**WORK TO COMPLETE:**
Set down exactly the lines in the records below that run from the line with "Task: segment one" to the line with "box: [111, 246, 132, 277]", inclusive, and nothing more.

(Entries taken from a collection)
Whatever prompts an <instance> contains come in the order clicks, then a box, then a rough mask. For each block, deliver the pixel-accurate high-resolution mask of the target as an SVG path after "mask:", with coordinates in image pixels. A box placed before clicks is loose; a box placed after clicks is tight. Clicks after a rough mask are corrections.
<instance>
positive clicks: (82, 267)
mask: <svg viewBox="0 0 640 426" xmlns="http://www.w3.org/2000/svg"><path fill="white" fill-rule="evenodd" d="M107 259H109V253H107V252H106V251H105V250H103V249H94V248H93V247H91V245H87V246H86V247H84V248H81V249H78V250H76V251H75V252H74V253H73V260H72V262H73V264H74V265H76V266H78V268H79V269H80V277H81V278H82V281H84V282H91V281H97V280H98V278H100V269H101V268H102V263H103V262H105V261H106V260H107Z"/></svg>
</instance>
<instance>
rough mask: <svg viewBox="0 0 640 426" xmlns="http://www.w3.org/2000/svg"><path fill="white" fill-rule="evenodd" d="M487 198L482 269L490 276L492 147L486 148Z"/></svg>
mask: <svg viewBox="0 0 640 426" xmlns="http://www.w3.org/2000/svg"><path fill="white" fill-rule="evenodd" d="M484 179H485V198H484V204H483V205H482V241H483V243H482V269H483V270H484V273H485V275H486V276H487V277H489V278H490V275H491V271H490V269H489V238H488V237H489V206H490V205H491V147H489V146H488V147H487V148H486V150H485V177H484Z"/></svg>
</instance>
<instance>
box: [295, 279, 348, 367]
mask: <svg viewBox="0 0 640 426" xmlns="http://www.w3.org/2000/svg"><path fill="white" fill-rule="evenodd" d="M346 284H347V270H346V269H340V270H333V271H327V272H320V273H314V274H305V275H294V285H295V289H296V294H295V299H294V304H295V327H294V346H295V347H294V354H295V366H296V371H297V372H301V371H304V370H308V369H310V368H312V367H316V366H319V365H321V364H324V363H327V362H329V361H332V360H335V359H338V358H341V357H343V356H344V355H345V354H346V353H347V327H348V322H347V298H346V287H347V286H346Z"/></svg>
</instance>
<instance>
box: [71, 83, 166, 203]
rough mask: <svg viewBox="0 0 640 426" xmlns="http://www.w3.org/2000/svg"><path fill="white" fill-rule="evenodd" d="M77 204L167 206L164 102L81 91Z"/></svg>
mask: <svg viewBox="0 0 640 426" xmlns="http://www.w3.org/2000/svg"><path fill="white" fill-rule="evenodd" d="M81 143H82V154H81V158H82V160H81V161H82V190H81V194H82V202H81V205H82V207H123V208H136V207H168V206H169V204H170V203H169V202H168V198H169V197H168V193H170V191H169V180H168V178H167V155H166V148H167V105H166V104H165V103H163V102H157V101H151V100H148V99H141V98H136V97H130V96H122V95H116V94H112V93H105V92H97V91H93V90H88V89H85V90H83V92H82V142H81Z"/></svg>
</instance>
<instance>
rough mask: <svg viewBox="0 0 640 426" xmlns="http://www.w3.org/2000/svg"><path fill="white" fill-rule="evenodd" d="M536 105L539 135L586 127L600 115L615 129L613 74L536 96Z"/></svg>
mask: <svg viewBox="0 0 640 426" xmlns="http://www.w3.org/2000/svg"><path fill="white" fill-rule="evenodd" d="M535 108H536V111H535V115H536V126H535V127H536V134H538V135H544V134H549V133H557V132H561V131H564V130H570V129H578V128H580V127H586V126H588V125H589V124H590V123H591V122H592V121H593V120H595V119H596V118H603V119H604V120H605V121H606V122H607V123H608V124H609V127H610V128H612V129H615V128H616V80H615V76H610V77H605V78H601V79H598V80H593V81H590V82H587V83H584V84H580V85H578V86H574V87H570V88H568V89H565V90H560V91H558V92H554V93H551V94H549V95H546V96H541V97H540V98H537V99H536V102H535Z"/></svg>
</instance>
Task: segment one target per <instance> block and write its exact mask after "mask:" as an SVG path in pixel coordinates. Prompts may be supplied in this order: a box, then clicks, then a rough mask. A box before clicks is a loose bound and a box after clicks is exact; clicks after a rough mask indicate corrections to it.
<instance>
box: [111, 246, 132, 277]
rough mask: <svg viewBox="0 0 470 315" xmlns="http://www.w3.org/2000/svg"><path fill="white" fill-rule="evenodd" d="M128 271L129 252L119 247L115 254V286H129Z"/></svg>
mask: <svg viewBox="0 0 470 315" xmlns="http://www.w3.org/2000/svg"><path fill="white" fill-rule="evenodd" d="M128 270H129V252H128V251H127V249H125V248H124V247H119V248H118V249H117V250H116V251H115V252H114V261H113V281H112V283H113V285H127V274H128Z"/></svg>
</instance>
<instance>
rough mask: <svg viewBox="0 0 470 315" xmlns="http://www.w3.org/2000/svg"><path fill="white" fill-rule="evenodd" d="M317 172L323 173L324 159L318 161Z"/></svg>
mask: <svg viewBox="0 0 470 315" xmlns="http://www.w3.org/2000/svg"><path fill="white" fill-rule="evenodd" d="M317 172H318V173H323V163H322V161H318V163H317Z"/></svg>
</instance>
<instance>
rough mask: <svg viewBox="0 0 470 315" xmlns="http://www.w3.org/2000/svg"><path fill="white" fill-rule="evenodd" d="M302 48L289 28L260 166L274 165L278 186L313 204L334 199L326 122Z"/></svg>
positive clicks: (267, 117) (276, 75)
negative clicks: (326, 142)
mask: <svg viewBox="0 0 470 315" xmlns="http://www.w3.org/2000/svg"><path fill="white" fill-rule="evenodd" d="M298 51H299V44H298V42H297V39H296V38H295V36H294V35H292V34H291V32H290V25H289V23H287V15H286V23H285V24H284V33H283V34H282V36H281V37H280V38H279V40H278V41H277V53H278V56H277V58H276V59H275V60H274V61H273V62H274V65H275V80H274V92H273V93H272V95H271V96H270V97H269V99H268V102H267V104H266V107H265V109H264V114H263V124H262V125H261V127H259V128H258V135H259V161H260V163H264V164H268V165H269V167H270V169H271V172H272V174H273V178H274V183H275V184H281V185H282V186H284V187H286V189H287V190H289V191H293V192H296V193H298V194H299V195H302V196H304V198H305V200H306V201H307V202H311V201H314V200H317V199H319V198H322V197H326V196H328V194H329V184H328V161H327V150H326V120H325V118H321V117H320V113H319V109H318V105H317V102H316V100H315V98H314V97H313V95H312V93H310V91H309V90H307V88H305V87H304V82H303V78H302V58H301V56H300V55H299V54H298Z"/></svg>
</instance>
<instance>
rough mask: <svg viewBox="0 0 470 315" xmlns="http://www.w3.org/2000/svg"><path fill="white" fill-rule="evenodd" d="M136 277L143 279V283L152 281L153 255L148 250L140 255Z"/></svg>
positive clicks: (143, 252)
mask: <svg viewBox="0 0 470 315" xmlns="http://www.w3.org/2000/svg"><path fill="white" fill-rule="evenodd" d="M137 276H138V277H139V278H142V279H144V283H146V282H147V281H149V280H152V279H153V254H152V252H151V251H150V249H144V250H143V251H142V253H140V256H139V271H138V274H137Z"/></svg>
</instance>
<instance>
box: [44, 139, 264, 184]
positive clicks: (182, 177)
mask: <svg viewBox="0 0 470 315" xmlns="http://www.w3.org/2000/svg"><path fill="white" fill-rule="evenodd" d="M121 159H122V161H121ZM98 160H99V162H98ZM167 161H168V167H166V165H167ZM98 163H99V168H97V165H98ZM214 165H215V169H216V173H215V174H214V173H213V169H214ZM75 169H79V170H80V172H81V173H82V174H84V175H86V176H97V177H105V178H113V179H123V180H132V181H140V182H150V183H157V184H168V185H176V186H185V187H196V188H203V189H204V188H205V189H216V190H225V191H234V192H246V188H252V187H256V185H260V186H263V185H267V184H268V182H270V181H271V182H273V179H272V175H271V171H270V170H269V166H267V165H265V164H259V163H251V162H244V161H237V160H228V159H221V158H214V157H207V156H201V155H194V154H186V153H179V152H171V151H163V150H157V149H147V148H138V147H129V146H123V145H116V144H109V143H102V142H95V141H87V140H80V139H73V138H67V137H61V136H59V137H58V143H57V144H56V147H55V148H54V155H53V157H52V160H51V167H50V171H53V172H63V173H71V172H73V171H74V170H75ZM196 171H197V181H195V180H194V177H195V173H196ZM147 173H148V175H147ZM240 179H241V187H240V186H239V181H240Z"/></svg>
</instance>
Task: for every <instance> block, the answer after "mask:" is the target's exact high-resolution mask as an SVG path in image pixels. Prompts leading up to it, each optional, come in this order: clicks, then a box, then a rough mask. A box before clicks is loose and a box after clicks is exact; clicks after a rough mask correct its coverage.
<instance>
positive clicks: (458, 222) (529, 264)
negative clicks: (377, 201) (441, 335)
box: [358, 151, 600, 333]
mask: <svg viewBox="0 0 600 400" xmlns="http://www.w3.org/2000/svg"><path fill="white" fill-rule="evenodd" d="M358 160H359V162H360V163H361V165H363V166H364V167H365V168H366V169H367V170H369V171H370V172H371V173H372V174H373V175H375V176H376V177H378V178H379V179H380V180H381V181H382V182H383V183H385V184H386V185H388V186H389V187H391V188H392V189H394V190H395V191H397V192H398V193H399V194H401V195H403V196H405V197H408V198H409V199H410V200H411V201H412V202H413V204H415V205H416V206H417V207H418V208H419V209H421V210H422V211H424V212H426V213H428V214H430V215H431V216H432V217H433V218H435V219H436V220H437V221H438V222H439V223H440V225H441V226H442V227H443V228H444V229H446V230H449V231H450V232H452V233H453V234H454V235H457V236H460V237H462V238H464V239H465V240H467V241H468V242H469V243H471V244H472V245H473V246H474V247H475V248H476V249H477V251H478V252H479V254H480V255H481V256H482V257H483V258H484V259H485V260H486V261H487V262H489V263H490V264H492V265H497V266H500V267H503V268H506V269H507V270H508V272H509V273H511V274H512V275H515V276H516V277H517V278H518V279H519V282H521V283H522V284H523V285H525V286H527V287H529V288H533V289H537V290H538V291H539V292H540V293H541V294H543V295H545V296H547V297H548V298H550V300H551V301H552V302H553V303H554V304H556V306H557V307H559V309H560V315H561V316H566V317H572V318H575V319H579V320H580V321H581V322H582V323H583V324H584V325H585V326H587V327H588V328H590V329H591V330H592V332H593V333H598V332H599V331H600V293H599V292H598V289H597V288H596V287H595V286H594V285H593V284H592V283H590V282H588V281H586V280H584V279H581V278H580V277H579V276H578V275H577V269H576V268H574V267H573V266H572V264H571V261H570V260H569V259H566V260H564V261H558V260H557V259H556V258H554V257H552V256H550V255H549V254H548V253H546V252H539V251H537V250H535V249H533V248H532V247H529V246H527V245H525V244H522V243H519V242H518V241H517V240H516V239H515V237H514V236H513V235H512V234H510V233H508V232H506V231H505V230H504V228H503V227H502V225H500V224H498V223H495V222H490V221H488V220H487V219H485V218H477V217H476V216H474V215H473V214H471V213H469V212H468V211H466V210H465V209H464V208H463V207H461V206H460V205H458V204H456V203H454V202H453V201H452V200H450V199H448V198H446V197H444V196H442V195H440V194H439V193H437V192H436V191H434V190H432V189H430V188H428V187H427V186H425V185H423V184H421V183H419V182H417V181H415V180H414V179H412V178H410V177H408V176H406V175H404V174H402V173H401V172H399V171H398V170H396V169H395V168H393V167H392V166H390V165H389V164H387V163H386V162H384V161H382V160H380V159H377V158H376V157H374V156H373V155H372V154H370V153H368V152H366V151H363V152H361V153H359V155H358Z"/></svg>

**COMPLETED EXERCISE:**
Task: segment one target per <instance> block and write its exact mask after "mask:" as an SVG path in pixel coordinates. Prompts may be supplied in this order: a box, then clicks, then a rough mask. A box before clicks is a loose bound and a box after clicks is exact; clicks after a rough mask indicate corrections to it.
<instance>
box: [111, 246, 132, 277]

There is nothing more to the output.